■ TEXT SECTION ■
■ ■ ■ ■ ■ ■ ■

Yes, you are right. It has been a while so I must lost a bit memory. Actually,
it looks like in dasd_eckd_check_characteristic() that device->private is set to
NULL from this path,
/* Read Configuration Data */
rc = dasd_eckd_read_conf(device);
if (rc)
goto out_err1;
out_err1:
kfree(private->conf_data);
kfree(device->private);
device->private = NULL;
return rc;
because dasd_eckd_read_conf() returns -ENOMEM and calls,
out_error:
kfree(rcd_buf);
*rcd_buffer = NULL;
*rcd_buffer_size = 0;
return ret;
It will only free its own config_data in one operational path, but there could
has already allocated in earlier paths in dasd_eckd_read_conf() without any
rollback and calls return,
for (lpm = 0x80; lpm; lpm>>= 1) {
if (!(lpm & opm))
continue;
rc = dasd_eckd_read_conf_lpm(device, &conf_data,
&conf_len, lpm);
if (rc && rc != -EOPNOTSUPP) { /* -EOPNOTSUPP is ok */
DBF_EVENT_DEVID(DBF_WARNING, device->cdev,
"Read configuration data returned "
"error %d", rc);
return rc;
}
Later, dasd_eckd_uncheck_device() see private->device is NULL without cleaning
up. Does it make sense?
>
>
> > > > Is it safe to free those in
> > > > dasd_free_device() without worrying about the double-free? Or, is it better to
> > > > free those in dasd_eckd_check_characteristics()'s goto error handling, i.e.,
> > > > out_err*?
> > > >
> > > > --- a/drivers/s390/block/dasd.c
> > > > +++ b/drivers/s390/block/dasd.c
> > > > @@ -153,6 +153,9 @@ struct dasd_device *dasd_alloc_device(void)
> > > > */
> > > > void dasd_free_device(struct dasd_device *device)

■ ■ ■ ■ ■ ■ ■

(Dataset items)

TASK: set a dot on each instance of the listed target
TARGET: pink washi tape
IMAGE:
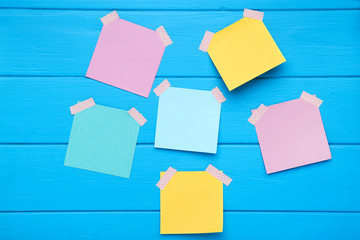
(206, 41)
(109, 17)
(218, 174)
(162, 87)
(253, 14)
(311, 99)
(82, 106)
(257, 114)
(164, 180)
(165, 38)
(137, 116)
(218, 95)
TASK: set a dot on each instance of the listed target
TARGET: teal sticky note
(187, 120)
(103, 140)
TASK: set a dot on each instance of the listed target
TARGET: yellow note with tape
(243, 50)
(191, 202)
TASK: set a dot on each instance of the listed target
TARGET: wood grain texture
(61, 43)
(36, 109)
(182, 4)
(35, 178)
(46, 47)
(145, 225)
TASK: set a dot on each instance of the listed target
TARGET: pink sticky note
(291, 134)
(127, 55)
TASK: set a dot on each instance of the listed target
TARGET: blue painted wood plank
(36, 109)
(34, 178)
(50, 42)
(182, 4)
(145, 225)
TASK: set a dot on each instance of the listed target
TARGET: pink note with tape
(82, 106)
(291, 134)
(127, 55)
(164, 180)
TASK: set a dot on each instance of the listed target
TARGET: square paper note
(291, 134)
(103, 139)
(243, 50)
(192, 202)
(127, 55)
(188, 120)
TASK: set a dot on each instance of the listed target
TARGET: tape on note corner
(82, 106)
(205, 42)
(257, 114)
(311, 99)
(137, 116)
(218, 95)
(109, 18)
(253, 14)
(162, 87)
(165, 38)
(164, 180)
(218, 175)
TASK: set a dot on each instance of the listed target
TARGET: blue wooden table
(45, 49)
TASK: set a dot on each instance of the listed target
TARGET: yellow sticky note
(243, 51)
(192, 202)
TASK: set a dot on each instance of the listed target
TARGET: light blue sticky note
(103, 139)
(188, 120)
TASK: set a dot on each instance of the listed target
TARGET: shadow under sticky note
(127, 56)
(291, 134)
(103, 139)
(192, 202)
(188, 120)
(243, 51)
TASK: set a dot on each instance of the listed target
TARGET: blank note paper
(188, 120)
(191, 202)
(243, 50)
(291, 134)
(103, 139)
(127, 55)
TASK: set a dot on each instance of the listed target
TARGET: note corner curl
(311, 99)
(205, 42)
(164, 180)
(82, 106)
(138, 117)
(218, 175)
(165, 38)
(253, 14)
(109, 18)
(218, 95)
(257, 114)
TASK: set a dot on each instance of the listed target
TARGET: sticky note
(291, 134)
(188, 120)
(127, 55)
(191, 202)
(242, 51)
(103, 139)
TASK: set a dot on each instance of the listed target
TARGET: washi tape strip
(218, 174)
(218, 95)
(162, 87)
(109, 17)
(164, 180)
(206, 41)
(82, 106)
(311, 99)
(253, 14)
(257, 114)
(165, 38)
(137, 116)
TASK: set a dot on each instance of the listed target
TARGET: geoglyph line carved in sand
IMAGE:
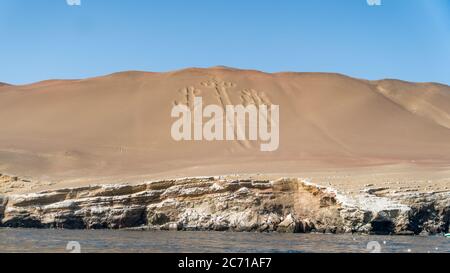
(244, 122)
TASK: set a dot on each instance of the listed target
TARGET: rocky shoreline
(224, 204)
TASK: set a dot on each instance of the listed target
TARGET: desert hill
(119, 125)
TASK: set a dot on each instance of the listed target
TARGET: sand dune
(119, 125)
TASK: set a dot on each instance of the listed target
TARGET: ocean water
(41, 240)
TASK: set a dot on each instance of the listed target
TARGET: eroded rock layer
(221, 204)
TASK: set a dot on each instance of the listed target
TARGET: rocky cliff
(222, 204)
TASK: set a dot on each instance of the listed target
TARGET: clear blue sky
(47, 39)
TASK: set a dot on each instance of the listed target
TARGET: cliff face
(221, 204)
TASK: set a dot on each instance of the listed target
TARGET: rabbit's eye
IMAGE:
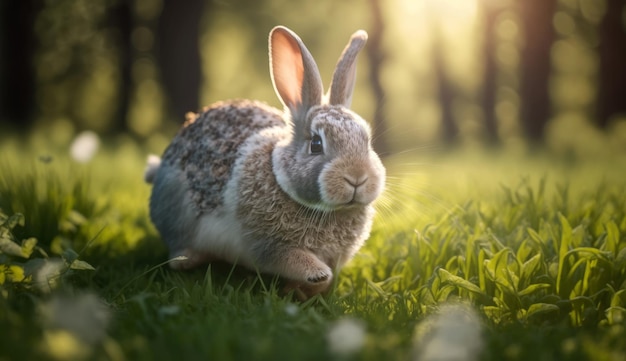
(317, 147)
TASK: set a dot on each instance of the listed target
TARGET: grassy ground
(529, 251)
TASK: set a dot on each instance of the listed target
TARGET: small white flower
(85, 146)
(84, 316)
(346, 336)
(47, 275)
(454, 334)
(291, 309)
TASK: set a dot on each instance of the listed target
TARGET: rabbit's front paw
(320, 276)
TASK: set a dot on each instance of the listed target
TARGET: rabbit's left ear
(294, 73)
(344, 77)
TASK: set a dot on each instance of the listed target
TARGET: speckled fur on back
(206, 147)
(287, 193)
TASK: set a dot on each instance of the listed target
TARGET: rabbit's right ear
(295, 76)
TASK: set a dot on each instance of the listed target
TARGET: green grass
(536, 246)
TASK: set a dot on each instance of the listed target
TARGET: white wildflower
(454, 334)
(85, 146)
(84, 316)
(47, 275)
(291, 309)
(346, 336)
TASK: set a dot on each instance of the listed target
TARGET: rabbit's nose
(355, 181)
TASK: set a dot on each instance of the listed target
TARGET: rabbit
(288, 193)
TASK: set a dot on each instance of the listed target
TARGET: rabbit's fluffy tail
(152, 166)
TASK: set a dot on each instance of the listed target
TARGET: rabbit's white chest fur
(287, 193)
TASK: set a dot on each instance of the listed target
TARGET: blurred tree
(120, 18)
(376, 57)
(538, 37)
(178, 37)
(445, 93)
(612, 73)
(17, 48)
(490, 14)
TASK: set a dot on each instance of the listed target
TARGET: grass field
(492, 257)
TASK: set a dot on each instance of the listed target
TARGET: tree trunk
(121, 18)
(490, 73)
(538, 32)
(376, 58)
(445, 94)
(178, 37)
(17, 74)
(612, 73)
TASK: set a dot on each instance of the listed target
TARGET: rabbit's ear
(342, 85)
(294, 73)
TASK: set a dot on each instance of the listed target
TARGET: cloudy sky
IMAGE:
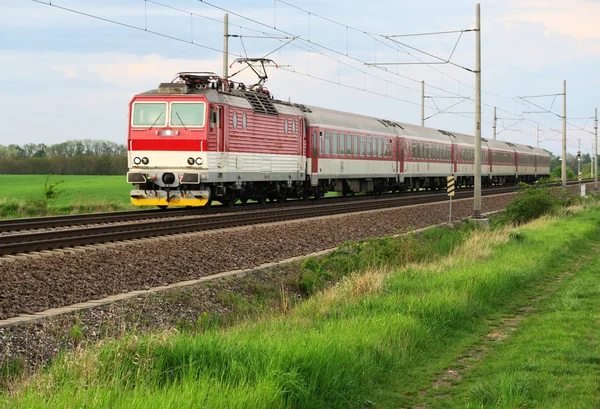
(66, 75)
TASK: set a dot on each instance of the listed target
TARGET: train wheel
(282, 197)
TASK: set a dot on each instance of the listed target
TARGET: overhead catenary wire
(311, 43)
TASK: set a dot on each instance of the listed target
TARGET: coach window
(327, 143)
(349, 144)
(334, 143)
(322, 141)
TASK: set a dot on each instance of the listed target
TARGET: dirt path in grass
(497, 334)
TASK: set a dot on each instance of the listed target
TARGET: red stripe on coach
(166, 144)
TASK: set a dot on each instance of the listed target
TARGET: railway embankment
(381, 336)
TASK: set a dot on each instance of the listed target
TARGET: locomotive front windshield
(149, 114)
(187, 114)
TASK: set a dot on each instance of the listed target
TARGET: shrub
(557, 174)
(530, 203)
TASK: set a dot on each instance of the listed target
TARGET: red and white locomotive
(203, 139)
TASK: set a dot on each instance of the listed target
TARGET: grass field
(22, 195)
(377, 339)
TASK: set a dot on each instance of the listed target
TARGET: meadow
(378, 338)
(25, 195)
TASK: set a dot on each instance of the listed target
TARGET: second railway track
(48, 240)
(56, 239)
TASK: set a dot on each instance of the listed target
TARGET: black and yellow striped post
(450, 188)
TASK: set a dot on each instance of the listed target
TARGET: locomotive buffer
(450, 189)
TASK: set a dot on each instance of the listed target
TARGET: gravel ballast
(36, 284)
(94, 274)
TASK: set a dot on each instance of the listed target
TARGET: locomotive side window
(349, 144)
(322, 149)
(186, 114)
(149, 114)
(334, 143)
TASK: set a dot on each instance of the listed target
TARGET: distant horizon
(67, 74)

■ ■ ■ ■ ■ ■ ■

■ WHAT YOU NEED TO DO ■
1. According to the kernel message, what error value does dasd_eckd_read_conf() return?
2. For each statement, answer yes or no according to the kernel message, and quote the words that decide it. (a) In the out_err1 path, device->private is set to NULL. (b) An -EOPNOTSUPP result from dasd_eckd_read_conf_lpm() is treated as an error that causes a return. (c) The loop starts with lpm set to 0x80.
3. Translate this sentence from the kernel message into Spanish: "Yes, you are right."

■ ANSWERS TO THE EXERCISE ■
1. -ENOMEM

2.
(a) Yes: "device->private = NULL;"
(b) No: "/* -EOPNOTSUPP is ok */"
(c) Yes: "for (lpm = 0x80; lpm; lpm>>= 1) {"

3. Sí, tienes razón.